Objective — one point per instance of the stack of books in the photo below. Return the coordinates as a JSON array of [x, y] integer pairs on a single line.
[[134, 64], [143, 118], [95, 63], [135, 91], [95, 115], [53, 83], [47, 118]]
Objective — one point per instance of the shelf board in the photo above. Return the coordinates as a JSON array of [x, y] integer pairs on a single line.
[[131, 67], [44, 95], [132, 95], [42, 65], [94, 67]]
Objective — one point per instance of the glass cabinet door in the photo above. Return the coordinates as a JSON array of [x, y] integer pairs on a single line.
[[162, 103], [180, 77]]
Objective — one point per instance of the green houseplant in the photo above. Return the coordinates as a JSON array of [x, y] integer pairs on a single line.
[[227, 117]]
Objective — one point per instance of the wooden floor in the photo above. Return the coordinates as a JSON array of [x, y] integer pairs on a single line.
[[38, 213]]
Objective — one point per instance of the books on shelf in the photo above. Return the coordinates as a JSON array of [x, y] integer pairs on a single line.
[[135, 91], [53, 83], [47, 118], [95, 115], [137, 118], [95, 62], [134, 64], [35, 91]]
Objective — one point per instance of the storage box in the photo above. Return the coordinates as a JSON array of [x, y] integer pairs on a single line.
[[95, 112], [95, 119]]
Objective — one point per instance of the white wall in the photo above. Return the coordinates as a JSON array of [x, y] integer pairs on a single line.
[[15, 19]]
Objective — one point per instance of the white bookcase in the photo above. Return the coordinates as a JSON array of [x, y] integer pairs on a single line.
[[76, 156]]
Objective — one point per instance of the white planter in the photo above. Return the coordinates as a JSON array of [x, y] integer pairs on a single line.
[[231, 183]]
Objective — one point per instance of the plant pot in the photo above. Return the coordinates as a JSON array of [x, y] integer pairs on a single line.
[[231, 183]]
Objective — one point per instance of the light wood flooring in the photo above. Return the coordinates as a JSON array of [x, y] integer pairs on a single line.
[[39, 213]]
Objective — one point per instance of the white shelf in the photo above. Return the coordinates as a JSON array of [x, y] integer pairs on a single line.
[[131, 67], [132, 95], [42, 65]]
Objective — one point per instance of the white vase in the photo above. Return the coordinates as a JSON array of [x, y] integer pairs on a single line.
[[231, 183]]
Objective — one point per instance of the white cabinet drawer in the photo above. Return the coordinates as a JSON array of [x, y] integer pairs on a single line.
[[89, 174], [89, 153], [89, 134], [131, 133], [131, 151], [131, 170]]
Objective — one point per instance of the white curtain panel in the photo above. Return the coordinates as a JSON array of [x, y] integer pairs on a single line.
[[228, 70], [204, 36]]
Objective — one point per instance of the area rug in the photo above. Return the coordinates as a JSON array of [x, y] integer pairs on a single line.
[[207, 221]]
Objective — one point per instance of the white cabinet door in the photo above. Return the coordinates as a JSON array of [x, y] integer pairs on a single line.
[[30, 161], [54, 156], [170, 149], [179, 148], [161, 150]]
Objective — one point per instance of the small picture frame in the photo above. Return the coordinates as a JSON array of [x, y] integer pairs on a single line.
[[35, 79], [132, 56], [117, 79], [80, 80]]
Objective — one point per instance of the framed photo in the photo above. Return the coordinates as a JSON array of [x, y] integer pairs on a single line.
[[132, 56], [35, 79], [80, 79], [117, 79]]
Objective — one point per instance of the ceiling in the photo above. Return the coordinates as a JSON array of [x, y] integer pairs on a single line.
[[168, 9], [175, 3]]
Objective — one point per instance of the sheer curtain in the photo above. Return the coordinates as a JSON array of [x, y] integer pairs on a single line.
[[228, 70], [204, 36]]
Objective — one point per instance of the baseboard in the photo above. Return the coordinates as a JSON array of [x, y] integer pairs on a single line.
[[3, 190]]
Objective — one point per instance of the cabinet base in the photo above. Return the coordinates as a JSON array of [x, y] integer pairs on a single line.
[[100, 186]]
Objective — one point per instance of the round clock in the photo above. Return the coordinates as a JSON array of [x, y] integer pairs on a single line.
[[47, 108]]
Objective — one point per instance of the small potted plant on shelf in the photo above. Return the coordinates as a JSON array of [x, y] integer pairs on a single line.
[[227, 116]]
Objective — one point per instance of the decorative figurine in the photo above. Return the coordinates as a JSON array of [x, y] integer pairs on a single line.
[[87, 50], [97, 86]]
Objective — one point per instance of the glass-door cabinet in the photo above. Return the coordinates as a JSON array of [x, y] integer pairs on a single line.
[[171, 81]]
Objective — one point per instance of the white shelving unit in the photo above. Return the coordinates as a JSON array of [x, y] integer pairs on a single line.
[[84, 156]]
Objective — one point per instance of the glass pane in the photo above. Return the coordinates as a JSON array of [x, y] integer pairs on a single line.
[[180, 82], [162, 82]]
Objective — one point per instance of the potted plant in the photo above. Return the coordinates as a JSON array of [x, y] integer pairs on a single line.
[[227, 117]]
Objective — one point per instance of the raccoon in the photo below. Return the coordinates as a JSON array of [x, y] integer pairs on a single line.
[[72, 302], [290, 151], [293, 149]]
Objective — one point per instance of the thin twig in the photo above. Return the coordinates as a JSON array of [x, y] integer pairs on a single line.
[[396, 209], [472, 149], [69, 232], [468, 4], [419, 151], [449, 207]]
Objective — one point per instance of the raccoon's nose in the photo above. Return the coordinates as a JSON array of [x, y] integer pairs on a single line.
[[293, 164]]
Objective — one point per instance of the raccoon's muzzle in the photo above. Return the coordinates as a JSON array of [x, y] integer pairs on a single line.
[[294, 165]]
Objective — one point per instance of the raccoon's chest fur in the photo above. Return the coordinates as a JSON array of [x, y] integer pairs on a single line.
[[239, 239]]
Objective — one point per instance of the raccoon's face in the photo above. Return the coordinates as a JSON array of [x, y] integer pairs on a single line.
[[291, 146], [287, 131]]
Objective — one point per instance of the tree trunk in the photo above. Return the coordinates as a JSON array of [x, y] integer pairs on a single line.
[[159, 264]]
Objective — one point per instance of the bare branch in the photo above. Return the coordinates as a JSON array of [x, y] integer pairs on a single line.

# # #

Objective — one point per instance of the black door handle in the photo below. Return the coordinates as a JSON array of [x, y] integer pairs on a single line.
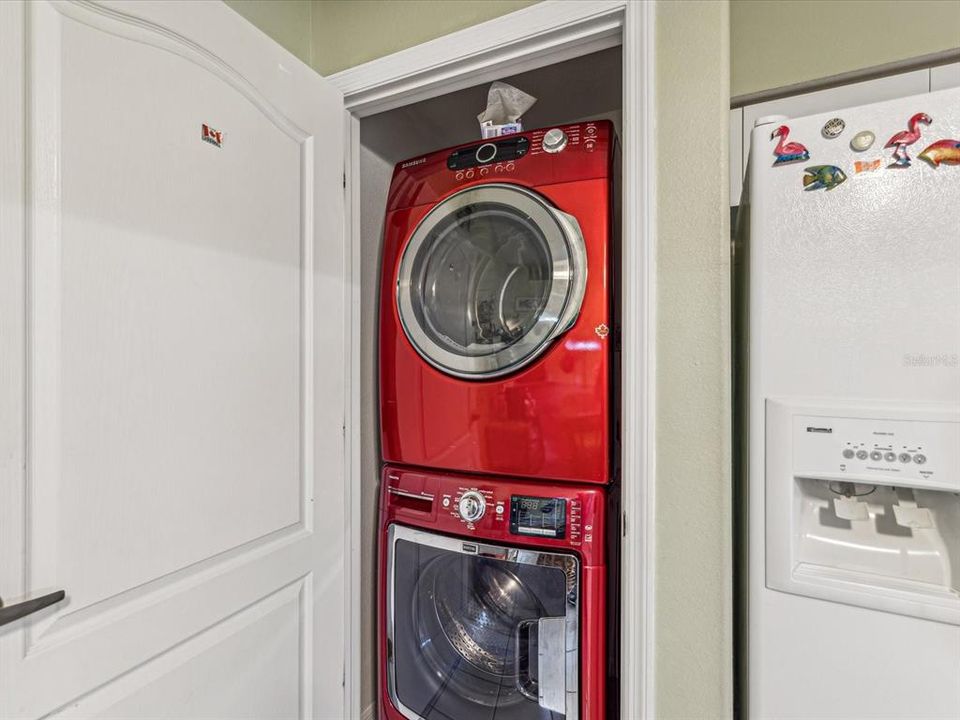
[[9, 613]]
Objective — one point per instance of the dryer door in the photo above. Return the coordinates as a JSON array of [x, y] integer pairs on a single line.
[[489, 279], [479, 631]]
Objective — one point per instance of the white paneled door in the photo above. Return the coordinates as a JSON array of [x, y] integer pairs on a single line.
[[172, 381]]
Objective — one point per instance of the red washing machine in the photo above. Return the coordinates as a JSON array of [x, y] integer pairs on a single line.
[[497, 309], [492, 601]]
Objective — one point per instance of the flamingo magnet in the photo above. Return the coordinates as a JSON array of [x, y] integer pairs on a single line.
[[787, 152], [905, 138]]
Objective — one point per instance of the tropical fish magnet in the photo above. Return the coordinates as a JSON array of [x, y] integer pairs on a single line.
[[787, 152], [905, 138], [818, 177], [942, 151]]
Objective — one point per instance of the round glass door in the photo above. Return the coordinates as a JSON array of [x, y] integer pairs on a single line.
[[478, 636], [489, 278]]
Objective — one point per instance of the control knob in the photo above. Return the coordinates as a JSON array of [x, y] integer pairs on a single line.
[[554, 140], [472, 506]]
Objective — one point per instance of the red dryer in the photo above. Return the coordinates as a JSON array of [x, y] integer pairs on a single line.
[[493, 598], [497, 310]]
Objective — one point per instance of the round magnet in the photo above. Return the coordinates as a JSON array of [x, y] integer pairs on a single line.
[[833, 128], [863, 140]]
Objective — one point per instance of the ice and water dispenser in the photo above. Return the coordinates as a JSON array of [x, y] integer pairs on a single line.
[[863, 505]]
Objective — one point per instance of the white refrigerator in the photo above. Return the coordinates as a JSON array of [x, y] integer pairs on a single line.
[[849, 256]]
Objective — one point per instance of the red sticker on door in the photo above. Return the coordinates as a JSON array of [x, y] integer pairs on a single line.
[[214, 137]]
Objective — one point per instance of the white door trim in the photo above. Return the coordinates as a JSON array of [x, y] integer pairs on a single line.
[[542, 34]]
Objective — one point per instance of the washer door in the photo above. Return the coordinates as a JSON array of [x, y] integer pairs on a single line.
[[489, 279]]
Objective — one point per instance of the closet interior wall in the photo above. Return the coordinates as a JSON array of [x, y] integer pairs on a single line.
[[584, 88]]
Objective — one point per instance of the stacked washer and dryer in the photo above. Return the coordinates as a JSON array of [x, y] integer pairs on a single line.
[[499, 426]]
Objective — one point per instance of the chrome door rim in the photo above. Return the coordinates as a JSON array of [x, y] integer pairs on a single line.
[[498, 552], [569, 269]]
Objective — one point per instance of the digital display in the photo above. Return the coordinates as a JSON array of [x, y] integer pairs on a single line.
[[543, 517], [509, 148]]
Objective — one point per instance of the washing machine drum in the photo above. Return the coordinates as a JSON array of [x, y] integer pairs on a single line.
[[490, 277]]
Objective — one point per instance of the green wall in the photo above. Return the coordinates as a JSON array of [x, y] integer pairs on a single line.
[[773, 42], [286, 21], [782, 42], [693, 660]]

# # #

Instructions for the task
Pull out the lines from the one containing "Objective — one point per instance of the raccoon's face" to the one containing "Objective — one point per instance of the bare", both included, and reproduce them word for word.

Solution for this task
Objective — one point per instance of the raccoon's face in the photo above. Return the coordinates as a JSON array of [x, y] integer pairs on a single line.
[[291, 146], [287, 131]]
Objective — one point per instance of the tree trunk in the photo above. Return the coordinates as a JSON array of [x, y] integer pairs on a single line.
[[159, 264]]
Objective — one point per instance of the bare branch in the photo above. Return the coordinates as a JSON array of [x, y] integer pairs on a single line.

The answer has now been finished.